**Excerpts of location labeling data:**
[START]

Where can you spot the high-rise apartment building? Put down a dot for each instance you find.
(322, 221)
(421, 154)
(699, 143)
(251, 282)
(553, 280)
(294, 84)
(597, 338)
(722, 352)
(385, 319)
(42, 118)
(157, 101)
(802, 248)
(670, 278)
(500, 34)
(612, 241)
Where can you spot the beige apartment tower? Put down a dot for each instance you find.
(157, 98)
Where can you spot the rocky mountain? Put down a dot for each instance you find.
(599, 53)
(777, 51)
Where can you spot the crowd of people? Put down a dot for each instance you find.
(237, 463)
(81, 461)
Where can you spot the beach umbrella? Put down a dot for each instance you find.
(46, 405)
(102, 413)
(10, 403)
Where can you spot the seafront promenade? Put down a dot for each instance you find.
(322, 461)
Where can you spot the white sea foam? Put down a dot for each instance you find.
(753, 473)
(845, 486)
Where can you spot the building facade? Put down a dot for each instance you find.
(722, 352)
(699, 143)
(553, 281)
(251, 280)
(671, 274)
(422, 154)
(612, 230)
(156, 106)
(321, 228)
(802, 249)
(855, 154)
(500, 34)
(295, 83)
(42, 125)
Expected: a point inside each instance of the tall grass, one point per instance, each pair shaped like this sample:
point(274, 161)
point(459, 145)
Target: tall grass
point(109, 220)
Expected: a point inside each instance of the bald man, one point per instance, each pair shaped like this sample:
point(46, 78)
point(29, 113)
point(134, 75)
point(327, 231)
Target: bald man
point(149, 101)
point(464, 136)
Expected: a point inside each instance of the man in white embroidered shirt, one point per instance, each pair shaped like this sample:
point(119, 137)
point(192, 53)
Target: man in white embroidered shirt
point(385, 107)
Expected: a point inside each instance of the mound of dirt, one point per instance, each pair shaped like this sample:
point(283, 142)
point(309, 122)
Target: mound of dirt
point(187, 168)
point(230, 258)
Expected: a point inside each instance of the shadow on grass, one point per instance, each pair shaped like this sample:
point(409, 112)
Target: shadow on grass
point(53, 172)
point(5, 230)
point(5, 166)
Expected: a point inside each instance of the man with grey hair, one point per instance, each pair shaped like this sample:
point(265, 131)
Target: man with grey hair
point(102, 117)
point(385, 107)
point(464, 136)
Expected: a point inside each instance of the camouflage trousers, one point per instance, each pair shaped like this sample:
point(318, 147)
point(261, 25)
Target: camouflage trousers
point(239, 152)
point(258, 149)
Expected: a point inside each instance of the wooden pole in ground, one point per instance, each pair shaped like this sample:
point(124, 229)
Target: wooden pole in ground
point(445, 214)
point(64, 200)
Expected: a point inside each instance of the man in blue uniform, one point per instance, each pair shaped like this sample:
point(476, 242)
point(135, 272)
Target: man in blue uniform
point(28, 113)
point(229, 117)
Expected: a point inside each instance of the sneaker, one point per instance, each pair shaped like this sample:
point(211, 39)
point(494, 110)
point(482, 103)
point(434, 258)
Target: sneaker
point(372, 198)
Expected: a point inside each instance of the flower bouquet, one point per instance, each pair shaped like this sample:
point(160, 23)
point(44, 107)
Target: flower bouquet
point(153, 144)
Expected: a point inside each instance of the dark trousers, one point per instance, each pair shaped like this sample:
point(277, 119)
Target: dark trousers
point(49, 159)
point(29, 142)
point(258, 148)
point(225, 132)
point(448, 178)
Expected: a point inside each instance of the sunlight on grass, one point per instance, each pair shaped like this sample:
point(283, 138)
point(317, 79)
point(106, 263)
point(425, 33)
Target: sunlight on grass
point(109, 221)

[END]

**TASK STATEMENT:**
Convert every line of the data above into a JSON list of strings, one string per line, omitting blank lines.

**THE RESPONSE:**
[
  "Where can you spot the high-rise apartment building? Put down a dot for each instance you find.",
  "(322, 221)",
  "(421, 154)",
  "(699, 143)",
  "(251, 282)",
  "(553, 280)",
  "(294, 84)",
  "(597, 338)",
  "(722, 352)",
  "(385, 319)",
  "(42, 118)",
  "(157, 101)",
  "(802, 248)",
  "(670, 278)",
  "(500, 34)",
  "(612, 241)",
  "Where can you spot the beige apartment tower? Put down a dot for each instance you find.",
  "(157, 98)",
  "Where can you spot the rocky mountain? Put down a dot for each instance you find.",
  "(599, 53)",
  "(777, 51)",
  "Where can you spot the crowd of people? Put down a dot for each instance you find.",
  "(237, 463)",
  "(81, 461)",
  "Where can you spot the beach umbrella? Put down a dot for each instance you find.",
  "(46, 405)",
  "(102, 413)",
  "(10, 403)",
  "Where can you spot the seafront promenade? Put down a dot for each instance you find.",
  "(322, 461)",
  "Where can you spot the white sea foam? Put down a dot for each instance you find.",
  "(753, 473)",
  "(845, 486)",
  "Where can you spot the building facade? Put down a dot for each instance you find.",
  "(722, 352)",
  "(699, 143)",
  "(553, 281)",
  "(251, 280)",
  "(671, 274)",
  "(422, 154)",
  "(612, 230)",
  "(156, 106)",
  "(321, 228)",
  "(802, 249)",
  "(855, 154)",
  "(500, 34)",
  "(295, 83)",
  "(42, 125)",
  "Expected: a point inside each instance of the tall grass, one point per instance, each pair shaped like this sample:",
  "point(274, 161)",
  "point(459, 145)",
  "Target: tall grass",
  "point(109, 220)",
  "Expected: a point inside each instance of the bald man, one point per instance, each pair shaped like this sample:",
  "point(46, 78)",
  "point(29, 113)",
  "point(134, 75)",
  "point(327, 231)",
  "Target: bald man",
  "point(149, 101)",
  "point(464, 136)",
  "Expected: a point inside each instance of the man in white embroidered shirt, one point per instance, each pair shaped like this sample:",
  "point(119, 137)",
  "point(192, 53)",
  "Target: man in white embroidered shirt",
  "point(385, 107)",
  "Expected: a point inside each instance of the mound of dirt, one point per instance, each pair shaped like this sample:",
  "point(283, 142)",
  "point(309, 122)",
  "Target: mound of dirt",
  "point(187, 168)",
  "point(230, 258)",
  "Expected: a point inside each instance of the shadow on grass, one point per instance, each pair shaped like this sample:",
  "point(409, 112)",
  "Target: shadow on grass",
  "point(53, 172)",
  "point(5, 230)",
  "point(5, 166)",
  "Expected: a point inside each instance of the man with grey hair, one point per instance, each pair shaped like this sample:",
  "point(265, 131)",
  "Target: man with grey hair",
  "point(102, 117)",
  "point(385, 107)",
  "point(464, 136)",
  "Expected: a point inside each instance of the camouflage trousers, one point per instance, each pair shaped like this sample:",
  "point(318, 147)",
  "point(261, 25)",
  "Target: camouflage trousers",
  "point(239, 152)",
  "point(258, 149)",
  "Expected: a point inside each instance of the wooden pole in ground, one point per instance, each pair shaped like this sample:",
  "point(124, 229)",
  "Target: wooden pole in ground",
  "point(445, 214)",
  "point(64, 200)",
  "Expected: a point inside each instance of the man in blue uniform, one point per instance, each pair shaped like this sample:",
  "point(476, 242)",
  "point(135, 272)",
  "Target: man in blue uniform",
  "point(28, 113)",
  "point(229, 117)",
  "Expected: a point inside each instance of the sneaker, one point per instance, each pair shaped like this sample:",
  "point(211, 39)",
  "point(494, 110)",
  "point(482, 103)",
  "point(434, 258)",
  "Target: sneaker",
  "point(372, 198)",
  "Expected: a point inside each instance of the flower bouquet, one point per instance, each pair shaped like this sample:",
  "point(160, 23)",
  "point(44, 107)",
  "Target: flower bouquet",
  "point(153, 144)",
  "Expected: a point inside each instance of the dark trousers, one point per instance, each pair shaped like this sample:",
  "point(277, 119)",
  "Target: dark trousers",
  "point(49, 159)",
  "point(29, 142)",
  "point(258, 148)",
  "point(225, 132)",
  "point(448, 178)",
  "Expected: a point inside each instance of the sunlight on grass, one point per instance, each pair shaped like this sample:",
  "point(283, 138)",
  "point(317, 79)",
  "point(106, 263)",
  "point(425, 33)",
  "Target: sunlight on grass",
  "point(109, 221)"
]